··· EXTRACTED ENTRIES

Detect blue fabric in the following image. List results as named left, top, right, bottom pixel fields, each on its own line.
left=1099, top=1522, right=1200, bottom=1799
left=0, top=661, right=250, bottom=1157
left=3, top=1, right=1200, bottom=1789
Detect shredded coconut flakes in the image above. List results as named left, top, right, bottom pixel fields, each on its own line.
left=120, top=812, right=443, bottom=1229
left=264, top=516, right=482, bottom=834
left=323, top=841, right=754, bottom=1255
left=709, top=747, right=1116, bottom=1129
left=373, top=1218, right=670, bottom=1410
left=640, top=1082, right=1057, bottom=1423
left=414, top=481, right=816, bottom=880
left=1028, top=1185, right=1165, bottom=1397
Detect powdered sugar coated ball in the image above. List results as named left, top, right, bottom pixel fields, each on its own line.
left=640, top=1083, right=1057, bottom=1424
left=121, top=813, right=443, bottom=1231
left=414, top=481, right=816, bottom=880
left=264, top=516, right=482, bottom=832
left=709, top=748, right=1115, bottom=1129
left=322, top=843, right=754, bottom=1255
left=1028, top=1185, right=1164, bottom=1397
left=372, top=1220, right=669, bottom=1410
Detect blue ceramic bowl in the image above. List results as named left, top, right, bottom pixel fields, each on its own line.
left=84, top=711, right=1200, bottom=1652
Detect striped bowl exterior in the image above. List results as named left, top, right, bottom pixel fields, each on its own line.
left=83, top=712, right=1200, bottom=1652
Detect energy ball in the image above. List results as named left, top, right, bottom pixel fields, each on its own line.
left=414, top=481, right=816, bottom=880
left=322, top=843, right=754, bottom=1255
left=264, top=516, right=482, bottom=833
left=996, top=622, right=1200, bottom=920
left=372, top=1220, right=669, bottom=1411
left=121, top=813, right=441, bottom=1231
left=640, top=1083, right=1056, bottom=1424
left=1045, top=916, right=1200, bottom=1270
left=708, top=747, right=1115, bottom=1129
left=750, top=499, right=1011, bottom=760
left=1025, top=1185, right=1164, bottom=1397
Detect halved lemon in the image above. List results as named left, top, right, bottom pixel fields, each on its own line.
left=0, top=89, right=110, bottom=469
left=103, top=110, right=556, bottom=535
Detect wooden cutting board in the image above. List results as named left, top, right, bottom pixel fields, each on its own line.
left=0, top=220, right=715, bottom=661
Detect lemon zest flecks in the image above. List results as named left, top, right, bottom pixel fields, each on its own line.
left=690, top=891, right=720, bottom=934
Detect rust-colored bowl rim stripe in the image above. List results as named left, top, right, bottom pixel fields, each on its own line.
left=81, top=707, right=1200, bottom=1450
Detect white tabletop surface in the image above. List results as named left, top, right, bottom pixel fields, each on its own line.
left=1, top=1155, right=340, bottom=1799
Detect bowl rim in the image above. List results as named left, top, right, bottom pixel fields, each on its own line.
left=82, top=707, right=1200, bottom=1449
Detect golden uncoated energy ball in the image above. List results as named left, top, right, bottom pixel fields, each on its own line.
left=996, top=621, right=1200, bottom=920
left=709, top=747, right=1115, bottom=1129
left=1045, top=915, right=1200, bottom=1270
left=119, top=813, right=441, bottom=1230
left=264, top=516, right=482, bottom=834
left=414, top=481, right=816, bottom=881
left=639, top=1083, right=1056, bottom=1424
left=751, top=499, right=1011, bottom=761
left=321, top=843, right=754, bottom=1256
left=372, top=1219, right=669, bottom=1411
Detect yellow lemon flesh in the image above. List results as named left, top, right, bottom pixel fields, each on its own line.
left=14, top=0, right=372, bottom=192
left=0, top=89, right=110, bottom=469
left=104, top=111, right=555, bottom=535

······

▶ **WORK ORDER**
Transcribe the data above verbatim.

▶ **RESPONSE BOX**
Detect blue fabric in the following image. List results as named left, top, right, bottom pixel fields, each on its own line.
left=1099, top=1522, right=1200, bottom=1799
left=0, top=661, right=250, bottom=1157
left=3, top=1, right=1200, bottom=1789
Detect shredded coconut flakes in the image above. List results as named left, top, right, bottom pixel fields, each on its own line.
left=120, top=812, right=443, bottom=1229
left=264, top=516, right=482, bottom=834
left=323, top=841, right=754, bottom=1255
left=709, top=747, right=1116, bottom=1129
left=373, top=1218, right=670, bottom=1410
left=640, top=1082, right=1057, bottom=1423
left=414, top=481, right=816, bottom=880
left=1028, top=1185, right=1165, bottom=1397
Detect powdered sugar coated ball in the image above. List results as named left, top, right, bottom pixel fields, each on its own line.
left=640, top=1083, right=1057, bottom=1424
left=121, top=813, right=443, bottom=1231
left=414, top=481, right=816, bottom=880
left=264, top=516, right=482, bottom=832
left=709, top=748, right=1115, bottom=1129
left=322, top=843, right=754, bottom=1255
left=1028, top=1185, right=1164, bottom=1397
left=372, top=1220, right=669, bottom=1410
Detect blue ceramic bowl in the image above. List results as named left, top, right, bottom pixel fields, each on its own line.
left=84, top=711, right=1200, bottom=1652
Detect striped bowl exterior in the image above. List results as named left, top, right, bottom pixel fields, each on its own line.
left=83, top=712, right=1200, bottom=1652
Detect energy ball in the image above. List results as named left, top, right, bottom pixel fields, each on its own line.
left=414, top=481, right=816, bottom=880
left=322, top=843, right=754, bottom=1255
left=264, top=516, right=482, bottom=833
left=996, top=622, right=1200, bottom=920
left=372, top=1220, right=669, bottom=1411
left=121, top=813, right=441, bottom=1231
left=640, top=1083, right=1056, bottom=1424
left=1045, top=916, right=1200, bottom=1270
left=708, top=747, right=1115, bottom=1129
left=750, top=499, right=1011, bottom=760
left=1025, top=1185, right=1164, bottom=1397
Detect halved lemon in the image above. List results as named left, top, right, bottom pixel fields, each on its own line.
left=0, top=89, right=110, bottom=469
left=103, top=110, right=556, bottom=535
Detect wooden cutting board in the image above. List results as named left, top, right, bottom pixel fields, each on its own line.
left=0, top=220, right=715, bottom=661
Detect lemon zest flecks in the image above. List results as named left, top, right, bottom pixel fields, each on its own line.
left=690, top=891, right=720, bottom=934
Detect rust-colored bowl rim stripe in the image above. List results as named left, top, right, bottom pixel fields, each on its own line.
left=81, top=707, right=1200, bottom=1450
Detect white tabletop surface in the image above. List results as named left, top, right, bottom pixel fields, each on its own line.
left=1, top=1155, right=340, bottom=1799
Detect bowl rim in the image above. List results as named left, top, right, bottom pixel fields, each on its own line.
left=82, top=707, right=1200, bottom=1449
Detect golden uncoated energy ball in the image above. List results as named left, top, right, bottom pixel fields, each on its own line.
left=996, top=621, right=1200, bottom=920
left=709, top=747, right=1115, bottom=1129
left=1045, top=915, right=1200, bottom=1270
left=119, top=813, right=441, bottom=1230
left=264, top=516, right=482, bottom=834
left=414, top=481, right=816, bottom=881
left=639, top=1083, right=1056, bottom=1424
left=751, top=499, right=1011, bottom=761
left=321, top=843, right=754, bottom=1256
left=372, top=1219, right=669, bottom=1411
Detect yellow lemon flesh in the image above. List results as named left, top, right, bottom pixel fields, each on its own line.
left=14, top=0, right=372, bottom=192
left=0, top=89, right=110, bottom=469
left=104, top=111, right=555, bottom=535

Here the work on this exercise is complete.